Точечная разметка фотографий

▬▬▬

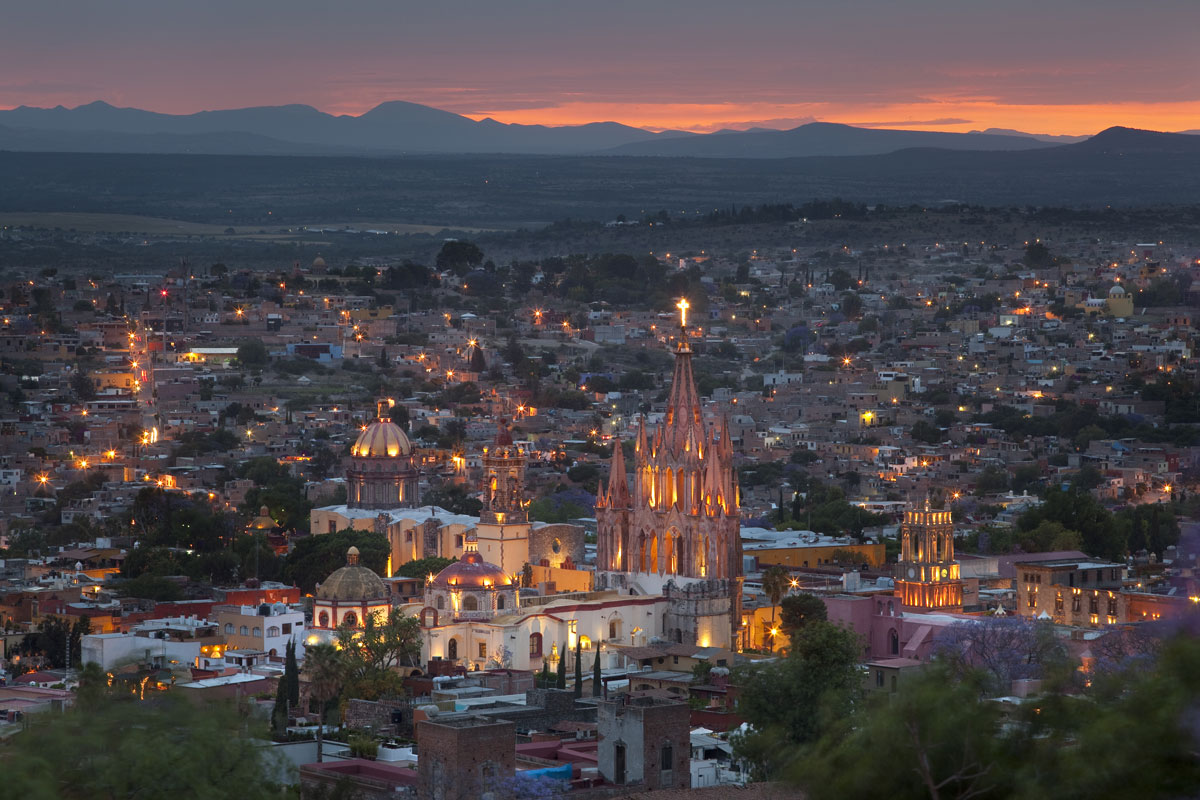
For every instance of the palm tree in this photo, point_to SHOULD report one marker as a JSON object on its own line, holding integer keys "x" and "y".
{"x": 323, "y": 663}
{"x": 774, "y": 582}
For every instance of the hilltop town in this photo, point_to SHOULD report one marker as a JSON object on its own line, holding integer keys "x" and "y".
{"x": 585, "y": 495}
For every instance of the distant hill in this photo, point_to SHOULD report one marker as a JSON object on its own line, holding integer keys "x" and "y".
{"x": 820, "y": 139}
{"x": 401, "y": 127}
{"x": 1041, "y": 137}
{"x": 391, "y": 127}
{"x": 1120, "y": 140}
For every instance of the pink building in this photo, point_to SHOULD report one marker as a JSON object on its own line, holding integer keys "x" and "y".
{"x": 886, "y": 629}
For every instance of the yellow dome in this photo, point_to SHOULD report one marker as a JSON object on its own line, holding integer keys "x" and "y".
{"x": 382, "y": 439}
{"x": 353, "y": 582}
{"x": 472, "y": 572}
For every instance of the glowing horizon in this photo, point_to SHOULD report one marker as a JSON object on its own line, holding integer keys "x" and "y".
{"x": 1072, "y": 67}
{"x": 949, "y": 115}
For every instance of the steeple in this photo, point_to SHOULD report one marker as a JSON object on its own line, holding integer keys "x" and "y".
{"x": 683, "y": 407}
{"x": 618, "y": 483}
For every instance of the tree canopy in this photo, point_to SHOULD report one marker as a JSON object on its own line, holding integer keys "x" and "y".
{"x": 117, "y": 747}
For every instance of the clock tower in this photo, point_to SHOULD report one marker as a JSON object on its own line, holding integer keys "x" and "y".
{"x": 927, "y": 575}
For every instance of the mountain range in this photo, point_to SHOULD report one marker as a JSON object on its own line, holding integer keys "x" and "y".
{"x": 401, "y": 127}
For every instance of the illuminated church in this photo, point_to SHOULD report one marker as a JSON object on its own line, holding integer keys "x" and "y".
{"x": 927, "y": 575}
{"x": 675, "y": 528}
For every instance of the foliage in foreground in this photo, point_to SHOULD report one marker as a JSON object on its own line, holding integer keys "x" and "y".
{"x": 1129, "y": 732}
{"x": 115, "y": 747}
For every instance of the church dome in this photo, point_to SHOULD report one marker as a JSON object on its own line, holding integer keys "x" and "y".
{"x": 382, "y": 439}
{"x": 263, "y": 521}
{"x": 472, "y": 572}
{"x": 353, "y": 582}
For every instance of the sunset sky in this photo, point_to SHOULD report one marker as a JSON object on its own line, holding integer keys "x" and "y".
{"x": 1042, "y": 66}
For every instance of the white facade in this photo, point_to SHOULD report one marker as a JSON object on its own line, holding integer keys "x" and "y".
{"x": 527, "y": 637}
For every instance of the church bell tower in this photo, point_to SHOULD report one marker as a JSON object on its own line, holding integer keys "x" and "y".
{"x": 927, "y": 575}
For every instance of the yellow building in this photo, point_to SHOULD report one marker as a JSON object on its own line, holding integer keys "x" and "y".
{"x": 928, "y": 576}
{"x": 1120, "y": 302}
{"x": 803, "y": 548}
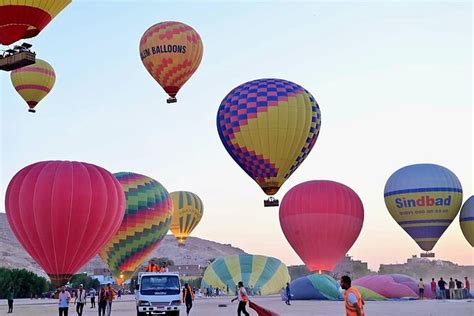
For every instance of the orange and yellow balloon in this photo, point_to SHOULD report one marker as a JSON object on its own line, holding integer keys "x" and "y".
{"x": 188, "y": 210}
{"x": 171, "y": 52}
{"x": 33, "y": 82}
{"x": 26, "y": 18}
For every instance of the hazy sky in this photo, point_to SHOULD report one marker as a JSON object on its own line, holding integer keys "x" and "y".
{"x": 393, "y": 81}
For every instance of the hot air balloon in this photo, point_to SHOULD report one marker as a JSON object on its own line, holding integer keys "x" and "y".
{"x": 423, "y": 199}
{"x": 25, "y": 19}
{"x": 466, "y": 219}
{"x": 147, "y": 219}
{"x": 63, "y": 213}
{"x": 269, "y": 126}
{"x": 266, "y": 275}
{"x": 33, "y": 82}
{"x": 171, "y": 52}
{"x": 321, "y": 220}
{"x": 188, "y": 210}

▬▬▬

Что требуется:
Преобразуйте все строки приведенного выше перечня в нумерованный список и пропустите пустые строки. Изображения в ответ не включайте.

Ответ к заданию:
1. For every instance of the palm tree in this photo, point_to SHOULD report one marker as a JSON object on its own line, holding integer keys "x" and "y".
2. {"x": 323, "y": 663}
3. {"x": 774, "y": 582}
4. For every instance of the hilltop town in this photo, point_to SHOULD report one marker as a JSON object on its own line, holding integer keys "x" and "y".
5. {"x": 585, "y": 495}
6. For every instance of the distant hill in this photo, point_to SHOULD report one marker as a JSON object on its own line, holding integer keys "x" and "y".
7. {"x": 820, "y": 139}
8. {"x": 401, "y": 127}
9. {"x": 1041, "y": 137}
10. {"x": 391, "y": 127}
11. {"x": 1120, "y": 140}
12. For every instance of the pink building in this photo, point_to SHOULD report one marker as a JSON object on its own line, holding integer keys "x" and "y".
13. {"x": 886, "y": 629}
14. For every instance of the yellow dome in this photo, point_to SHOULD report one marker as a JSON object on its own line, holding integer keys "x" and "y".
15. {"x": 382, "y": 439}
16. {"x": 353, "y": 582}
17. {"x": 472, "y": 572}
18. For every instance of the glowing horizon in this photo, point_to SHOULD report one marker as a JSON object on its own line, holding integer keys "x" and "y".
19. {"x": 1072, "y": 67}
20. {"x": 949, "y": 115}
21. For every instance of the steeple in this photo, point_to SHOULD report one marker as a JSON object on its own line, holding integer keys "x" and "y".
22. {"x": 683, "y": 407}
23. {"x": 618, "y": 483}
24. For every instance of the tree canopy in this photo, point_to SHOULD report one marker as a JSON object on its own line, holding integer keys "x" and "y".
25. {"x": 117, "y": 747}
26. For every instance of the clock tower in this photo, point_to SHOULD report one marker as a JSON object on its own line, holding integer keys "x" and "y".
27. {"x": 927, "y": 575}
28. For every instance of the mountain range in this photo, point_to SHOULD report one marker as a JSON object on its own line, holding integer keys "x" and "y".
29. {"x": 401, "y": 127}
30. For every instance of the illuminated church in this photo, point_to SHOULD report one marker as a JSON object on its own line, holding integer keys "x" and "y".
31. {"x": 927, "y": 575}
32. {"x": 675, "y": 528}
33. For every instance of the foliage in foreground in this photo, point_to SHOULD report one marker as a JSON object on its own line, holding integer keys "x" and "y".
34. {"x": 1129, "y": 732}
35. {"x": 115, "y": 747}
36. For every instance of the church dome in this photo, point_to SHOULD report one marker as a JSON object on its own line, holding integer keys "x" and "y".
37. {"x": 382, "y": 439}
38. {"x": 263, "y": 521}
39. {"x": 472, "y": 572}
40. {"x": 353, "y": 582}
41. For every instance of the sunset sky in this photo, point_to SHOULD report one marker as a JSON object on its own line, holding integer keys "x" and "y".
42. {"x": 1042, "y": 66}
43. For every instance of the white facade in this photo, point_to SHOULD report one marker as a JSON object on its own line, holding integer keys "x" and "y".
44. {"x": 527, "y": 637}
45. For every instance of the church bell tower in this photo, point_to SHOULD report one marker as a JSON object on its own line, holding integer keys "x" and "y".
46. {"x": 927, "y": 575}
47. For every instance of the yellow building in this photo, point_to SHOULD report one marker as a JSON object on its own line, holding integer keys "x" and "y".
48. {"x": 928, "y": 576}
49. {"x": 1120, "y": 302}
50. {"x": 803, "y": 548}
51. For every instance of the orange and yellow balloon in this photo, point_to SHOULD report one marker as a JSON object on its own line, holding integer keys "x" and "y".
52. {"x": 188, "y": 210}
53. {"x": 171, "y": 52}
54. {"x": 33, "y": 82}
55. {"x": 26, "y": 18}
56. For every instance of the hazy sky in this photo, point_to SHOULD report one marker as a JSON object on its own line, holding integer keys "x" and "y".
57. {"x": 393, "y": 81}
58. For every instance of the hot air balloon in this photo, point_to SHOULD report one marker as a JSON object on its own line, holding integer keys "x" and "y".
59. {"x": 423, "y": 199}
60. {"x": 25, "y": 19}
61. {"x": 466, "y": 219}
62. {"x": 147, "y": 219}
63. {"x": 63, "y": 213}
64. {"x": 269, "y": 126}
65. {"x": 266, "y": 275}
66. {"x": 33, "y": 82}
67. {"x": 171, "y": 52}
68. {"x": 321, "y": 220}
69. {"x": 188, "y": 210}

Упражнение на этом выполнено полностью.